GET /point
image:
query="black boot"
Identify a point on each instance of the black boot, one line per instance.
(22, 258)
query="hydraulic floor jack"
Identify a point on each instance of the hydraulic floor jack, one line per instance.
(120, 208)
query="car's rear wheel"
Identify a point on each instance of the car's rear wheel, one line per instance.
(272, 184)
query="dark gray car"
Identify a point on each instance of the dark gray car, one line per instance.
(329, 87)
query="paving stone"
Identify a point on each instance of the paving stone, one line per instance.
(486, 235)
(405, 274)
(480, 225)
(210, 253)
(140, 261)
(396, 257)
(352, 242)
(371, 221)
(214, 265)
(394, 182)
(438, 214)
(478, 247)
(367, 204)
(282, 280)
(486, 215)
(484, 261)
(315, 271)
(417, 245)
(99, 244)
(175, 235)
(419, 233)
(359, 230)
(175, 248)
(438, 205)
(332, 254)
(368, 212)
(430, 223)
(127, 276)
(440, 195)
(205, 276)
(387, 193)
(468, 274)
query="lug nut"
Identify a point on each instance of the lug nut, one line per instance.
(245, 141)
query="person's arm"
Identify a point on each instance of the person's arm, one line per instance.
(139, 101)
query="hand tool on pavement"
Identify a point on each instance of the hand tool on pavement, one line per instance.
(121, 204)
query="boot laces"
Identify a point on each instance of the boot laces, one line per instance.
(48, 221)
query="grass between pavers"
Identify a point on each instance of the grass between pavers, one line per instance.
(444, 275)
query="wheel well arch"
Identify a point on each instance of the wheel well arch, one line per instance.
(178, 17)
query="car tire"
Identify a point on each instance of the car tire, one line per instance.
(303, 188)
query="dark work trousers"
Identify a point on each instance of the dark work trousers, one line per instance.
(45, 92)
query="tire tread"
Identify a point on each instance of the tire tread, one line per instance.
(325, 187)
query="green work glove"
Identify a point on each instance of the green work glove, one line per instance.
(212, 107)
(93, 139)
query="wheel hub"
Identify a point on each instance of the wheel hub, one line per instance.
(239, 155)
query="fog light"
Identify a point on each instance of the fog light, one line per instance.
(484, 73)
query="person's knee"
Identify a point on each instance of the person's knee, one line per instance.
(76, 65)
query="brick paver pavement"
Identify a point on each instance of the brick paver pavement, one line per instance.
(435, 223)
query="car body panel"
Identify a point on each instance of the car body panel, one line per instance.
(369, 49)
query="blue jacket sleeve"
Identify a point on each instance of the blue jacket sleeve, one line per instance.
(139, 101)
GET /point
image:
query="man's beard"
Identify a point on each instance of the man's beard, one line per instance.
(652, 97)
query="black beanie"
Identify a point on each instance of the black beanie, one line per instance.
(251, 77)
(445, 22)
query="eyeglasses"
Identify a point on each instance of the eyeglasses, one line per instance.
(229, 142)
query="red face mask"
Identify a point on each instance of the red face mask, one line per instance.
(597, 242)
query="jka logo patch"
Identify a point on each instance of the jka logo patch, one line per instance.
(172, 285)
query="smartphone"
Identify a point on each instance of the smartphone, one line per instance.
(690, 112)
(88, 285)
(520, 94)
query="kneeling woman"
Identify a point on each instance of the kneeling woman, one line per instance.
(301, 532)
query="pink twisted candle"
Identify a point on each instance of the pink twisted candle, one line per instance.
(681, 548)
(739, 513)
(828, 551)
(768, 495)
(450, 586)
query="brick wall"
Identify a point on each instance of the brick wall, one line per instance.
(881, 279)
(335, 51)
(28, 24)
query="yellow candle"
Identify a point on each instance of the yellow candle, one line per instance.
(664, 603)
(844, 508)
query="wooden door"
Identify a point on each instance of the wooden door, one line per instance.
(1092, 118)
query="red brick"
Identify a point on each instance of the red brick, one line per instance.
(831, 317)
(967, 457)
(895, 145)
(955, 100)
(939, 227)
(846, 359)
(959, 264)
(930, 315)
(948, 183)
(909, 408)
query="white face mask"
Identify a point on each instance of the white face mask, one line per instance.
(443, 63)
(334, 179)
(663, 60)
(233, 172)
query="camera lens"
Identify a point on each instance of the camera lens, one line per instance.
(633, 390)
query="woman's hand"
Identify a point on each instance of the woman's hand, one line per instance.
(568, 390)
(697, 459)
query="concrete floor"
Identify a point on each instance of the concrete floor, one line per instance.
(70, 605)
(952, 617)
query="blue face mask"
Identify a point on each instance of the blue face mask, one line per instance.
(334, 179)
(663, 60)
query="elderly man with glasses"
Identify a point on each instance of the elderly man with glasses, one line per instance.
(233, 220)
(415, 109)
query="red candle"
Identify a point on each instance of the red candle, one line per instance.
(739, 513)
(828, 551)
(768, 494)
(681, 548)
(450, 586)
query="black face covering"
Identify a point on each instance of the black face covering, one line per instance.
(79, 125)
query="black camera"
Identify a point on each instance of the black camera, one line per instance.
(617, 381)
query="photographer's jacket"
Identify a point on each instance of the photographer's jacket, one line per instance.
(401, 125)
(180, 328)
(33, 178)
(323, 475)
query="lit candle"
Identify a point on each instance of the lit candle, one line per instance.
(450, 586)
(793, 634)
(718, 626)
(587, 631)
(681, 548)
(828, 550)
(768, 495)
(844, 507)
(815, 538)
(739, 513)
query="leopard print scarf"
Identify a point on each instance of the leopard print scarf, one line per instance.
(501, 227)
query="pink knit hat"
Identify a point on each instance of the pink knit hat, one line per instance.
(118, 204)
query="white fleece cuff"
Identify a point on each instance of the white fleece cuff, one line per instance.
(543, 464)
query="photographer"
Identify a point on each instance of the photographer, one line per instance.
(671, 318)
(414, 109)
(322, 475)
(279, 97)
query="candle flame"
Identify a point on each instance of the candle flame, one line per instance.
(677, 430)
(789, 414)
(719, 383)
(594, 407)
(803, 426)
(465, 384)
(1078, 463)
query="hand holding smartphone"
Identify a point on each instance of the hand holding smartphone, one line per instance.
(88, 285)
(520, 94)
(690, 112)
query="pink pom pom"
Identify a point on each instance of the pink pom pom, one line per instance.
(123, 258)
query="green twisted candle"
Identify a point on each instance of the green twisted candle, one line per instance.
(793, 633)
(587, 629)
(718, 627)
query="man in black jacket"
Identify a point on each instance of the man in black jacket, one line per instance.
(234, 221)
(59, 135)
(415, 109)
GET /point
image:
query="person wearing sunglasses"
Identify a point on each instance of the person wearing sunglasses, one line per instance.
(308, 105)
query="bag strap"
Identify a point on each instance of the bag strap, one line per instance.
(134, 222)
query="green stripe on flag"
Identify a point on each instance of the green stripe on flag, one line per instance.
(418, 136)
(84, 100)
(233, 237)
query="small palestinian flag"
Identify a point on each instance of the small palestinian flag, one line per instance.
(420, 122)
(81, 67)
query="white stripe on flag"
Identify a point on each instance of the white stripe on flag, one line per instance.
###
What you are asked to do:
Every record needs to be reproduced exactly, with none skipped.

Result:
GET /point
image:
query="black boot"
Identify a point on each instance of the black boot, one line per instance.
(22, 258)
query="hydraulic floor jack"
Identify a point on each instance of the hydraulic floor jack, one line per instance.
(120, 208)
query="car's rear wheel"
Identify a point on each instance of the car's rear wheel, one line per instance.
(272, 184)
query="dark gray car"
Identify a point on each instance of the dark gray car, one line per instance.
(329, 87)
query="paving stone"
Identify a point on each instance of the paving stone, one line per instance.
(486, 235)
(405, 274)
(480, 225)
(210, 253)
(140, 261)
(396, 257)
(352, 242)
(371, 221)
(214, 265)
(394, 182)
(438, 214)
(478, 247)
(367, 204)
(282, 280)
(486, 215)
(484, 261)
(315, 271)
(417, 245)
(99, 244)
(175, 235)
(419, 233)
(359, 230)
(175, 248)
(438, 205)
(332, 254)
(368, 212)
(430, 223)
(127, 276)
(440, 195)
(205, 276)
(387, 193)
(468, 274)
query="lug nut"
Identify a point on each instance of the lug nut, one line per instance.
(245, 141)
query="person's arm"
Identify a point on each instance of the person's arm, one line per instance.
(139, 101)
query="hand tool on pavement"
Identify a point on each instance of the hand tool on pavement, one line per instance.
(121, 204)
query="boot laces"
Identify a point on each instance of the boot laces, one line per instance.
(48, 221)
query="grass between pavers"
Identify a point on each instance of the grass between pavers, one line per instance.
(444, 275)
query="wheel well arch"
Identify a point on each instance of the wheel well arch, one line per instance.
(178, 17)
query="car tire"
Identify a point on each instance of the car tire, one line per instance.
(303, 188)
query="dark work trousers"
Identify a point on each instance of the dark work trousers, one line per instance.
(45, 92)
query="tire tread"
Identify a point on each instance of the tire tread, one line per instance.
(325, 187)
query="green work glove"
Identify a point on each instance of the green work glove, one line per instance.
(212, 107)
(93, 139)
query="wheel hub"
Identify a point on each instance of the wheel hub, one line per instance.
(239, 155)
query="fog light"
Identify a point on each instance of the fog light, one line per instance.
(484, 73)
query="person's knee"
Identify a point on each instance of the person's knee, one line per instance.
(76, 65)
query="brick paver pavement"
Identify a point on each instance of the brick paver pavement, one line per instance.
(435, 223)
query="car body panel"
Identify a point on each instance of the car body panel, one line per instance.
(369, 49)
query="blue jacket sleeve"
Identify a point on each instance of the blue jacket sleeve, one line per instance.
(139, 101)
GET /point
image:
query="man's beard"
Identify a point on each instance of the man's beard, one line per instance.
(652, 97)
query="black beanie"
Identify a point on each instance of the black beanie, one line per instance.
(251, 77)
(445, 22)
query="eyeglasses"
Identify a point on each instance of the eyeglasses, one line per instance.
(229, 142)
query="red face mask"
Identify a point on each instance of the red face mask, one line per instance.
(597, 242)
query="jka logo patch"
Identify a point on each instance of the jka logo patch, one line per instance.
(172, 285)
query="smartphone"
Identify a point on each instance of the smartphone, one line per instance.
(690, 112)
(88, 285)
(520, 94)
query="kneeling woman"
Identify a point on each instance of the kneeling woman, one line per instance.
(301, 532)
query="pink twisted candle"
Identify a point on each instance of the pink twisted candle, one line per instance.
(681, 548)
(739, 513)
(828, 551)
(768, 495)
(450, 586)
query="brick wall"
Identify a point on each instance of the brick wall, one line per instance.
(881, 279)
(335, 51)
(28, 24)
query="yellow candle"
Identify a point on each instance of the yellow candle, one line per instance.
(664, 603)
(844, 508)
query="wooden door"
Identify a point on each instance of the wooden door, one line per instance.
(1092, 118)
query="red brick"
Identify a point on each instance of the red brick, one line per instance.
(831, 317)
(967, 457)
(895, 145)
(955, 100)
(939, 227)
(846, 359)
(959, 264)
(930, 315)
(948, 183)
(909, 408)
query="white face mask"
Identify a point on each instance of the white face mask, one line per instance.
(443, 63)
(334, 179)
(663, 60)
(233, 172)
query="camera lens"
Identify a point on each instance of the camera lens, one line per instance.
(633, 390)
query="woman's hand"
Identify a point on each instance of the woman's hand, one line per instance.
(568, 390)
(697, 459)
query="concrete floor"
Identify a point on each instance of the concrete floor, one line per instance.
(70, 605)
(952, 617)
query="blue face mask"
Identify a point on each instance of the blue face mask, one line per instance.
(334, 179)
(663, 60)
query="elderly man with glasses"
Identify a point on each instance of the elderly man with glasses, one line per instance.
(233, 220)
(415, 109)
query="red candle"
Identify a point on each instance of the red candle, one line per instance.
(739, 513)
(828, 551)
(768, 494)
(681, 548)
(450, 586)
query="black face covering"
Identify a point on each instance of the black face covering, one line per instance.
(79, 125)
query="black camera"
Identify a point on each instance of the black camera, one line per instance.
(617, 381)
query="photographer's jacket"
Identify a point on each instance of the photographer's jacket, one line per instance.
(401, 125)
(180, 328)
(33, 178)
(323, 475)
query="lit candle"
Identify a point on each instance of the lit candle, one line per instance.
(450, 586)
(793, 634)
(718, 626)
(587, 631)
(681, 548)
(828, 550)
(768, 495)
(844, 507)
(815, 538)
(739, 513)
query="leopard print scarf"
Identify a point on each instance of the leopard print scarf, one line per instance.
(501, 227)
query="pink knit hat"
Identify a point on each instance of the pink knit hat, one line per instance.
(118, 204)
query="white fleece cuff"
Identify a point on each instance of the white fleece cuff, one line per instance.
(543, 464)
query="photographer"
Identify a point on each instance of the photographer, one line per instance.
(671, 318)
(414, 109)
(322, 475)
(279, 97)
query="candle flame"
Identify a point on each instance of the candle flame, one line per instance.
(677, 430)
(789, 414)
(719, 383)
(594, 407)
(803, 426)
(465, 384)
(1078, 463)
query="hand holding smartphone"
Identify a point on each instance of the hand holding smartphone, one line per instance.
(88, 285)
(520, 94)
(690, 112)
query="pink pom pom"
Identify a point on each instance of the pink pom pom, one line per instance.
(123, 258)
query="green twisted candle"
Identify a point on each instance of the green twisted candle, one line per instance.
(793, 633)
(587, 629)
(718, 627)
query="man in black jacket"
Identify a point on each instance of the man in black jacket, one line per instance.
(234, 221)
(59, 135)
(415, 109)
GET /point
image:
query="person wearing sunglasses"
Identify a point on each instance of the person wearing sunglasses, one line per instance.
(308, 105)
query="bag strap"
Identify a point on each instance of the bag strap, one line per instance.
(134, 222)
query="green stripe on flag"
Identify a point on each instance of the green stripe on flag, one line per instance.
(418, 136)
(84, 100)
(233, 237)
query="small palestinian flag"
Identify a point on each instance of the small palestinian flag, one line per instance.
(420, 122)
(81, 67)
query="white stripe on flag"
Identify a point on each instance of the white stripe on flag, one line per instance.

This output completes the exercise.